Okuma Parçası
Meclis’te
bütçe görüşülürken bir ‘barış belgesi’ olarak ‘Magna Carta’nın önemi
Mustafa
Durmuş
21
Kasım 2022
2023 Yılı Merkezi Yönetim Bütçesi Plan ve Bütçe
Komisyonu’nda görüşülürken, tartışmaların düzeyi ve kullanılan dil ve üslup
anlamında, rahatsız edici bir bütçe süreci yaşanıyor.
Tartışmaların düzeyi açısından genel
olarak düşük düzeyli bir süreç işletiliyor. Buna rağmen bakanlıkların bütçe
teklifleri üzerindeki görüşmeler genelde gerilimli bir ortamda yapılıyor. Örneğin,
atanmış bir bakanın halk tarafından seçilmiş milletvekillerine karşı kullandığı
ağır küfür ve hakaretler içeren sözler (1), etik olarak kabul edilemezliği bir
yana, beraberinde Bütçe Hakkı’nın yok
edilmesi anlamında ciddi bir sorgulamayı da gerekli kılıyor.
Bir
madalyonun iki yüzü gibi
Eş zamanlı olarak (iki gün önce) Kuzey
Suriye’ye ve Kuzey Irak’a yönelik olarak geniş çapta yeni bir askeri hava operasyonu
gerçekleştirildi. Bu da içerideki otoriter dilin militarizmle bir arada
yürüdüğünü, ikisinin birbirini tamamladığını, ikisini birbirinden ayırarak
(bazı muhalefet liderlerinin yaptığı gibi) siyaset yapılamayacağını gösteriyor.
Bu ve benzeri operasyonların çok daha
önceden planlandığı ancak bunlara ABD, Rusya ve İran’ın daha önce sıcak bakmadıkları
için yapılamadığı ileri sürülmüştü. (2)

Sorular ve Görevler
1 - Okuma parçasında "Bu ve benzeri" sözlerinin geçtiği yerle başlayıp "ileri sürülmüştü. (2)" ile biten kısmı, "ABD" yerine "Çin" koyarak yeniden yazın.
2 - Meclis'teki bütçe görüşmelerini anlatan yazıyı kaldığı yerden sürdürün.

Verilen Malzeme
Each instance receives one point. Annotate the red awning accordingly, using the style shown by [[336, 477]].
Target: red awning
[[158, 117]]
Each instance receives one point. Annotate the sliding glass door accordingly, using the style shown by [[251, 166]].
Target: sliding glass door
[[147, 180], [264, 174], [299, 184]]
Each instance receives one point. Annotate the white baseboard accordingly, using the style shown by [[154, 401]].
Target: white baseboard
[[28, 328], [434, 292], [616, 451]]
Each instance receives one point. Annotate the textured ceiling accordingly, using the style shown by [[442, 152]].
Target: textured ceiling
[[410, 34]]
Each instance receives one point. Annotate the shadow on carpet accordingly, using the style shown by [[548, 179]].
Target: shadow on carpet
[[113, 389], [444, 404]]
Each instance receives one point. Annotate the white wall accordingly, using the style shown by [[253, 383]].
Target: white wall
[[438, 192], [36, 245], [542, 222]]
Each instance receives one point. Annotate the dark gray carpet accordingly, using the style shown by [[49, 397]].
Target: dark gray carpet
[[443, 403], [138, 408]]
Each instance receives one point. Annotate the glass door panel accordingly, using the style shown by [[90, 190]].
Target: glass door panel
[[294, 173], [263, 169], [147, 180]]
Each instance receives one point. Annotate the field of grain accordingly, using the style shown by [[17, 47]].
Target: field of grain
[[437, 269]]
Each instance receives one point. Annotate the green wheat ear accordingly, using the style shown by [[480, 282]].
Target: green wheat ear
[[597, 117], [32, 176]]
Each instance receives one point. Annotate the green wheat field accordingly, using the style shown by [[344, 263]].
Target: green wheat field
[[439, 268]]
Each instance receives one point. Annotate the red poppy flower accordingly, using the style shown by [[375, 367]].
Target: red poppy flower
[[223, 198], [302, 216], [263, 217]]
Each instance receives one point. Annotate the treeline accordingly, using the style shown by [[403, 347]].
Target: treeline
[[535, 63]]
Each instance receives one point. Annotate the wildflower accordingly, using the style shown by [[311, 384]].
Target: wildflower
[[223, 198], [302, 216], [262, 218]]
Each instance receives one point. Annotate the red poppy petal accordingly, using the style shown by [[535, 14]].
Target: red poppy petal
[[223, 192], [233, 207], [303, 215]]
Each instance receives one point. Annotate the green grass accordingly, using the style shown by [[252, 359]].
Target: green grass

Çözümler
1 -
Bu ve benzeri operasyonların çok daha
önceden planlandığı ancak bunlara Çin, Rusya ve İran’ın daha önce sıcak bakmadıkları
için yapılamadığı ileri sürülmüştü. (2)

2 -
İstiklal Caddesi’ndeki son terör eylemi bu
son operasyonun gerekçesini oluştururken, geçen hafta Bali’deki (Endonezya) G20
toplantılarında iyice yalnızlaştırılan Rusya’nın (3), Suriye hava sahasını
birkaç saatliğine uçuşlara açmasıyla birlikte, bu hava harekâtının
gerçekleştirildiği bu konuda ileri sürülen savlar arasında.
İnsan, doğa, ekonomi ve bütçe üzerindeki tahribat
Askeri operasyonların ya da genel olarak
savaşların, gerekçelerine ya da haklılıklarına veya haksızlıklarına yönelik
tartışmaları bir kenara bırakalım, bunların insan hayatlarının yanı sıra,
ekonomi ve ekoloji üzerindeki tahrip edici etkileri kadar, kamu maliyesi -
devlet hazinesi ve bütçesi üzerinde de ciddi etkileri söz konusu.
İronik bir biçimde, savaşlarda yiten asker
ya da siviller asıl olarak yakınlarının yüreğini yakarken, ekonomik olarak bu
hayatlara bir değer biçilmediğinden, bu yiten hayatların ekonomi ya da devlet
bütçesi üzerinde her hangi bir etkileri olmadığı varsayılıyor ya da en fazla
şehit yakınlarına bağlanan maaşlar kadar bir mali yük oluşturuyor.
Diğer yandan savaşlarda kullanılan
mühimmat, silah, bomba, füze, yakıt gibi daha ziyade teknoloji-sermaye ve
hammadde yoğun ürünlerin bir parasal, dolayısıyla da piyasa değeri olduğu için
bunların maliyetleri hesaplanabiliyor.
Bu maliyetler de, bunlar için ayrılan mali
kaynakların alternatif kullanımlarından vaz geçildiği için doğan maliyetleri
bir kenara bırakırsak, devlet
bütçesinden karşılandığı için böyle bir kamu maliyesi yükü ile bu da aslında
halkın daha fazla vergi ödemesiyle sonuçlanıyor.
Bütçe
Hakkı: “Krallar daha fazla savaşmasın diye…”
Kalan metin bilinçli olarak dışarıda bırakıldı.